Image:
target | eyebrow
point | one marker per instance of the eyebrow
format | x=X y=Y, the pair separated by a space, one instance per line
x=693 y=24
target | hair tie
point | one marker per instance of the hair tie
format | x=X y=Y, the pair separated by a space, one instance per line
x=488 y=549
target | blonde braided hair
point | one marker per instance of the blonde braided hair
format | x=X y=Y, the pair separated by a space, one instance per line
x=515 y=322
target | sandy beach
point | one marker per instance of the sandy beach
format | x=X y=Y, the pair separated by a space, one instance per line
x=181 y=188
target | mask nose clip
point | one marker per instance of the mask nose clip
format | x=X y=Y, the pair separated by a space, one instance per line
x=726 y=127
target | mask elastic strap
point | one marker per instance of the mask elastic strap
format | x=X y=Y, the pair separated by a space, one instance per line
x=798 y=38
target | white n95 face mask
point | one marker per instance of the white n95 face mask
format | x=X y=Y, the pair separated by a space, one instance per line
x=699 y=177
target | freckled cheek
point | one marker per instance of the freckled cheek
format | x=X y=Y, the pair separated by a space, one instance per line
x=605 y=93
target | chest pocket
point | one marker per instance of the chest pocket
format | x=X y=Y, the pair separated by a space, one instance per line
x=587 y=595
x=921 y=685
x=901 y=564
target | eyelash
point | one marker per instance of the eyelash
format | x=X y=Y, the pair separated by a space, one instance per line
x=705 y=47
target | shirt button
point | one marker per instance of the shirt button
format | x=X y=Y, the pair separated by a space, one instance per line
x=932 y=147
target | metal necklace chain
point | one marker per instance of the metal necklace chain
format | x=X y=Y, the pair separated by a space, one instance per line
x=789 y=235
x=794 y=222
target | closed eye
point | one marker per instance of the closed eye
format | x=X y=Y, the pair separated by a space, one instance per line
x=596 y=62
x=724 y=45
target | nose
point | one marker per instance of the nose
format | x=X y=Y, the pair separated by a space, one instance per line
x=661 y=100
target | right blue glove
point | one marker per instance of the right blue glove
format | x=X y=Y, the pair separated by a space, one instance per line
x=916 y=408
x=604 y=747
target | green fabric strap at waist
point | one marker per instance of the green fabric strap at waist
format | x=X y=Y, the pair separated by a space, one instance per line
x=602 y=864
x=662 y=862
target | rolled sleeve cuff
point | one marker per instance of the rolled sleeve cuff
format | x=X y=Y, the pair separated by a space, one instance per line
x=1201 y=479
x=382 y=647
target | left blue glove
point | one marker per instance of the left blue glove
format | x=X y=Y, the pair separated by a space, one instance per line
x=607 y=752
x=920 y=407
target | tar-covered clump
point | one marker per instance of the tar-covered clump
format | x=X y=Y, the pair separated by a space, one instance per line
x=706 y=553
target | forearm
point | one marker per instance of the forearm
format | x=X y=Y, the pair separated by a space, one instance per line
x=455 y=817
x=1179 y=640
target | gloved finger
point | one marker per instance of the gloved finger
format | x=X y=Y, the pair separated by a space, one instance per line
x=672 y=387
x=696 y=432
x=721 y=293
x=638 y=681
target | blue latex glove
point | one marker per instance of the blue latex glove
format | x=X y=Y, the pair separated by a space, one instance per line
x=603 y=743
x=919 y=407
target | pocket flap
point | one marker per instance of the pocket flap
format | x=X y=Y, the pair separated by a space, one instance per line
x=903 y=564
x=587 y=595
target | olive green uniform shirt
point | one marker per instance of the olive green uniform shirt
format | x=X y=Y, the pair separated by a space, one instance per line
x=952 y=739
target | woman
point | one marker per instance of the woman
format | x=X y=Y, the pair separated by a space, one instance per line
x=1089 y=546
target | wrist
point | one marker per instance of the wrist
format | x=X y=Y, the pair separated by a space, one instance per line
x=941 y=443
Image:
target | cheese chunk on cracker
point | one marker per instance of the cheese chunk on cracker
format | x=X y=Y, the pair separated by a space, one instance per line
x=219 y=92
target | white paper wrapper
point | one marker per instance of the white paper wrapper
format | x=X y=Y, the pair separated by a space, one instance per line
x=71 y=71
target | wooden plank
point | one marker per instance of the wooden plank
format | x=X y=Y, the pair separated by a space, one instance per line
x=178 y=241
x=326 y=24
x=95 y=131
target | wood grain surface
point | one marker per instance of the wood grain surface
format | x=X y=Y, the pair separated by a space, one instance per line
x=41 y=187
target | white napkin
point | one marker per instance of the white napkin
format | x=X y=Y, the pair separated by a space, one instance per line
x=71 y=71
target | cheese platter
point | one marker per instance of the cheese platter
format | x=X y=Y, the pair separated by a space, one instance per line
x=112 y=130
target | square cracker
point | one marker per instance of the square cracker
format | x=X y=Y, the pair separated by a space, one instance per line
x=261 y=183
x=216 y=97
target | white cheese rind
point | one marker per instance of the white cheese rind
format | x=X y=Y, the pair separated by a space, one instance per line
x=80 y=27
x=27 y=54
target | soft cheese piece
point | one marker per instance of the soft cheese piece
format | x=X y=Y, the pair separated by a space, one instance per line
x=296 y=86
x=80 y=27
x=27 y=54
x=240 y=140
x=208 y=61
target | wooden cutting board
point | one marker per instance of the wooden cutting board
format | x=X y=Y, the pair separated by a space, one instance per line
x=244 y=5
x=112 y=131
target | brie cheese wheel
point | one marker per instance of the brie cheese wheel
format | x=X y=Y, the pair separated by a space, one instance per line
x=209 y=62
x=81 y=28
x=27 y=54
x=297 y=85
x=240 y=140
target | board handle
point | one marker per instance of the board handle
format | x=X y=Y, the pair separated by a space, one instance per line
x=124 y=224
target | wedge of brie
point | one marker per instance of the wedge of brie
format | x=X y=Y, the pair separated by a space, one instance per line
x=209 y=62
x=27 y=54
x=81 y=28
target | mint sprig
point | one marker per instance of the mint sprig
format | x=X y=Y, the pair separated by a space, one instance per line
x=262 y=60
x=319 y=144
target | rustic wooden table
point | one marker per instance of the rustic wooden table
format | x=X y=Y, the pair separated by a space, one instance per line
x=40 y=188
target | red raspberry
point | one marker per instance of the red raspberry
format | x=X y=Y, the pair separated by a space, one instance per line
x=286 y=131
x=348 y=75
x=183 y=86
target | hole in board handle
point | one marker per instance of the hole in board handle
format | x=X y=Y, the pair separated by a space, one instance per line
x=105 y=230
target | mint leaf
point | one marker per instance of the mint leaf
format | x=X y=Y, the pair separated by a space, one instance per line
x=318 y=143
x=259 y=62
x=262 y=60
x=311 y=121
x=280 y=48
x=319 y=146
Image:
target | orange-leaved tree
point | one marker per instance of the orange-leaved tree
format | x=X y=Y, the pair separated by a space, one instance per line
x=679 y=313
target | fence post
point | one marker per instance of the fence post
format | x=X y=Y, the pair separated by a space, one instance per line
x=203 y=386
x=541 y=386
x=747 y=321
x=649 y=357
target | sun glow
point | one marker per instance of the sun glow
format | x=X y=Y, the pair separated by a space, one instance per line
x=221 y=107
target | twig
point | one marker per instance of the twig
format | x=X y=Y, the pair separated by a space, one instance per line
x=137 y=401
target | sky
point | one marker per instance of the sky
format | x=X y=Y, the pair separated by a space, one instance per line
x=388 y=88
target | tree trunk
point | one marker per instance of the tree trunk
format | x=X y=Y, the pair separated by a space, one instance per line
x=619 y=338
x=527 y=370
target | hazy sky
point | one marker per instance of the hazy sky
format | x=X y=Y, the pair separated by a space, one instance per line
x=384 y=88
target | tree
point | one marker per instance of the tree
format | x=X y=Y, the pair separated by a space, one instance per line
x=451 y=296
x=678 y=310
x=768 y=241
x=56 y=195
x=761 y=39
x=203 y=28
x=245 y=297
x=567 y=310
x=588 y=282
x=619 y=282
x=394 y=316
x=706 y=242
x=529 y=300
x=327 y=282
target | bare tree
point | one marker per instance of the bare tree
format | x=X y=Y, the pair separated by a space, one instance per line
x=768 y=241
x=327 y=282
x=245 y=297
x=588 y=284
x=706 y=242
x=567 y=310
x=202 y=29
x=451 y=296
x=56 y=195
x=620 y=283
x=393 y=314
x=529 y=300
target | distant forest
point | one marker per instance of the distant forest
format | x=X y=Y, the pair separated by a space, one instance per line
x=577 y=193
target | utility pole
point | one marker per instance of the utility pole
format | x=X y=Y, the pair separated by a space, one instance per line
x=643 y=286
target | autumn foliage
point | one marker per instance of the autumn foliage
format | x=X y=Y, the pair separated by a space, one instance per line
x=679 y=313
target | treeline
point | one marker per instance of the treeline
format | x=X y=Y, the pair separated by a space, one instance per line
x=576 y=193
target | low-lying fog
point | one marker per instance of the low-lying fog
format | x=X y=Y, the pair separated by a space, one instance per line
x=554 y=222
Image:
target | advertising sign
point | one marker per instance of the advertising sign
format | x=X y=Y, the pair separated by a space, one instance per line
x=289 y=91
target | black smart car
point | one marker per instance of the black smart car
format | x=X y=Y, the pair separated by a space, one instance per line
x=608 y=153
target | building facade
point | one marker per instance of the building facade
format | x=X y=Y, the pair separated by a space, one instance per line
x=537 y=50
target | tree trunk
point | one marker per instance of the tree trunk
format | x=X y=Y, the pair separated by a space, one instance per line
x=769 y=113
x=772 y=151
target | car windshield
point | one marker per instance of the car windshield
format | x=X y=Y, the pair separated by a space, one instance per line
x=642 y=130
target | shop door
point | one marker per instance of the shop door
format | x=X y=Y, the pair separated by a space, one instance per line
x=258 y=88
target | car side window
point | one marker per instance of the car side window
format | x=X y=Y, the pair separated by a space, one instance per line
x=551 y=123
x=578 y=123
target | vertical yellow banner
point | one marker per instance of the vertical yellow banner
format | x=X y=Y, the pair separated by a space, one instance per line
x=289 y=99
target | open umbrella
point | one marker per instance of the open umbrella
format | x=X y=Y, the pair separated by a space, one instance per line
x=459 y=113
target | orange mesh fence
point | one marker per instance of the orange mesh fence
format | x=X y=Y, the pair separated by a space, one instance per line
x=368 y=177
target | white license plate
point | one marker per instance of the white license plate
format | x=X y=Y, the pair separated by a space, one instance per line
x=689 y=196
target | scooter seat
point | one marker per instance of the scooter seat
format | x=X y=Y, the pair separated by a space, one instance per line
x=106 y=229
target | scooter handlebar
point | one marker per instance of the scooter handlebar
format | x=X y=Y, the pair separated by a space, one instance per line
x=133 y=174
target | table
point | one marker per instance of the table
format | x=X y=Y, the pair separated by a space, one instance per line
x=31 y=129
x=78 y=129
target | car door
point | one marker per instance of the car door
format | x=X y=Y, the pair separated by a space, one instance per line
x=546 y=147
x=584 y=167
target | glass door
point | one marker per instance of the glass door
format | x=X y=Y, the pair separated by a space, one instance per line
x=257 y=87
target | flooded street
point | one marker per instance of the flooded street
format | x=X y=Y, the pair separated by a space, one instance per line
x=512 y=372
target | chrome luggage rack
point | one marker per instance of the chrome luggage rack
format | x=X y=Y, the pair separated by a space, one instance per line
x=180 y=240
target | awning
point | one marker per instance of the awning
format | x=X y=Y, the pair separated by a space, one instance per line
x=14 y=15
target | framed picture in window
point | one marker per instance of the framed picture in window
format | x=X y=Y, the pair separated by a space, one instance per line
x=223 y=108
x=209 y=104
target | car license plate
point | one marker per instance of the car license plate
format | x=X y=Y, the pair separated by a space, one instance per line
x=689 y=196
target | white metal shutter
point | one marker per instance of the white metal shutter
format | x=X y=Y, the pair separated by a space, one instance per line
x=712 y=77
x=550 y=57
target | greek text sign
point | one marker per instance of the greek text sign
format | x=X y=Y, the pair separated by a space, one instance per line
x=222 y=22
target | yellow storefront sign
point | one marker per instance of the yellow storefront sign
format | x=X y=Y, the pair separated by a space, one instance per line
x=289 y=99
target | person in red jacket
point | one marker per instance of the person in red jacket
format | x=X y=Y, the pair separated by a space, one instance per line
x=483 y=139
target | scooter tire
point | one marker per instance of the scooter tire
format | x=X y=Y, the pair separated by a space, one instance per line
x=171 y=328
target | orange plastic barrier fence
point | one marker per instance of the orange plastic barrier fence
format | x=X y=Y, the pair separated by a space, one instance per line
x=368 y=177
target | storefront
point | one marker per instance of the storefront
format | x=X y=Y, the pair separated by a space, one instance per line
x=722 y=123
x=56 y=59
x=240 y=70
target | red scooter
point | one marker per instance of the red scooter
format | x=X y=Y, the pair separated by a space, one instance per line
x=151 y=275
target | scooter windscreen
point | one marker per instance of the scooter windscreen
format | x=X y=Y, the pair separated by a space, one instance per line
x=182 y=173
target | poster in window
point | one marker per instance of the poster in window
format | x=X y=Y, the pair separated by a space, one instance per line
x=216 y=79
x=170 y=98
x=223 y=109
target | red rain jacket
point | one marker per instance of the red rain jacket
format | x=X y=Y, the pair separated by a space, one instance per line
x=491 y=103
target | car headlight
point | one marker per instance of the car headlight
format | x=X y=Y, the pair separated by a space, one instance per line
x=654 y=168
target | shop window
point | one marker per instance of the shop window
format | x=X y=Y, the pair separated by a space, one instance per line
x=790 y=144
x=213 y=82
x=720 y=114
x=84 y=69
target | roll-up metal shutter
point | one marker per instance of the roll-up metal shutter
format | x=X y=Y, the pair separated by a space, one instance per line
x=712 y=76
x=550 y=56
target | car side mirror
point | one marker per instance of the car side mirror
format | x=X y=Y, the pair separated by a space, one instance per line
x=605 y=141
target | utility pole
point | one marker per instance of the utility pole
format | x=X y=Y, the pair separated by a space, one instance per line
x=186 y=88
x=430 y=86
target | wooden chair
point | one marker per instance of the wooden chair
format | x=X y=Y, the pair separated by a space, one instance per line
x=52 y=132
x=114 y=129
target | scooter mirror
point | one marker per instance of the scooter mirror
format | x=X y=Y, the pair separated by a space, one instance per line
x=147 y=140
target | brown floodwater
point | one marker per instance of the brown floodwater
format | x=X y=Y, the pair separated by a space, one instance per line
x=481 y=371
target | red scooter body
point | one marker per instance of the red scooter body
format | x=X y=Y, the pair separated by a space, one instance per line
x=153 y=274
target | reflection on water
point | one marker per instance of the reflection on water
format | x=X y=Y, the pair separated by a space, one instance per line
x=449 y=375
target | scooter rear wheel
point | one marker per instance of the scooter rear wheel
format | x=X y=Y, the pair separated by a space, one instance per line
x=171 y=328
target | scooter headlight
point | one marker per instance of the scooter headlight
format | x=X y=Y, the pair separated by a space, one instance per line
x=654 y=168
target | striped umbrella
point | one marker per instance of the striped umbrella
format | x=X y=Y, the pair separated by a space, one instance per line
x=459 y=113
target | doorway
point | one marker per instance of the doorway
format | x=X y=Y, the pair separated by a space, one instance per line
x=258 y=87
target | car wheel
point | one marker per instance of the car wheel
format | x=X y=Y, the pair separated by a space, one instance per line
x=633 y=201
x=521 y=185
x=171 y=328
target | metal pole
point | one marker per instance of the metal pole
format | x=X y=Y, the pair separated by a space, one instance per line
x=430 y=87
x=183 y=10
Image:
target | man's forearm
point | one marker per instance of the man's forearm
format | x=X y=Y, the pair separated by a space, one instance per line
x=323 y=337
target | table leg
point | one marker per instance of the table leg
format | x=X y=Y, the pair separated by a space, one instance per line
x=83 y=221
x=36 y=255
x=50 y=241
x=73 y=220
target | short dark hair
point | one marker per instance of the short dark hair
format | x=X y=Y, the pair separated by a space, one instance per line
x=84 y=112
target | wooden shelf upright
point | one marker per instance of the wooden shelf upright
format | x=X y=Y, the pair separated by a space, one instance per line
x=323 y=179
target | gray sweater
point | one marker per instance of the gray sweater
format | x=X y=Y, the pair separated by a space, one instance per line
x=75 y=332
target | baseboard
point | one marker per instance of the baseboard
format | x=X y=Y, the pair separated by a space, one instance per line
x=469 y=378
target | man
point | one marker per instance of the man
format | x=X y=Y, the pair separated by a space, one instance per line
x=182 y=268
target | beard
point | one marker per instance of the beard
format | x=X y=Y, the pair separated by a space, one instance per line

**********

**PROMPT:** Taking the lines above, repeat exactly those from the line that contains "target | white license plate" through the line that contains "point | one marker per instance of the yellow", and both of those lines as well. Include nothing else.

**RESPONSE TO THE EXERCISE:**
target | white license plate
point | one marker per instance of the white license plate
format | x=X y=Y, the pair separated by a space, one instance per line
x=689 y=196
target | scooter seat
point | one marker per instance of the scooter seat
format | x=X y=Y, the pair separated by a space, one instance per line
x=106 y=229
target | scooter handlebar
point | one marker per instance of the scooter handlebar
format | x=X y=Y, the pair separated by a space, one instance per line
x=133 y=174
target | table
point | one marker per instance of the table
format | x=X y=Y, the pair separated by a space, one instance per line
x=31 y=129
x=78 y=129
target | car door
point | one marker per instance of the car door
format | x=X y=Y, the pair separated by a space, one instance per line
x=546 y=147
x=584 y=167
target | glass door
point | one marker per instance of the glass door
format | x=X y=Y, the pair separated by a space, one instance per line
x=257 y=87
target | flooded street
point | one marker per instance of the flooded street
format | x=X y=Y, the pair separated by a space, one instance per line
x=512 y=372
target | chrome luggage rack
point | one marker per instance of the chrome luggage rack
format | x=X y=Y, the pair separated by a space, one instance per line
x=180 y=240
target | awning
point | one marker per instance of the awning
format | x=X y=Y, the pair separated by a space, one instance per line
x=14 y=15
target | framed picture in window
point | one marker per instance of the framed picture in window
format | x=X y=Y, the pair separated by a space, one instance per line
x=223 y=108
x=209 y=104
target | car license plate
point | one marker per instance of the car license plate
format | x=X y=Y, the pair separated by a space, one instance per line
x=689 y=196
target | white metal shutter
point | one marker per instance of the white metal shutter
format | x=X y=Y, the pair separated by a space, one instance per line
x=712 y=77
x=550 y=57
target | greek text sign
point | one marker per instance of the greek text sign
format | x=X y=Y, the pair separated by a space, one instance per line
x=222 y=22
target | yellow storefront sign
point | one marker per instance of the yellow storefront sign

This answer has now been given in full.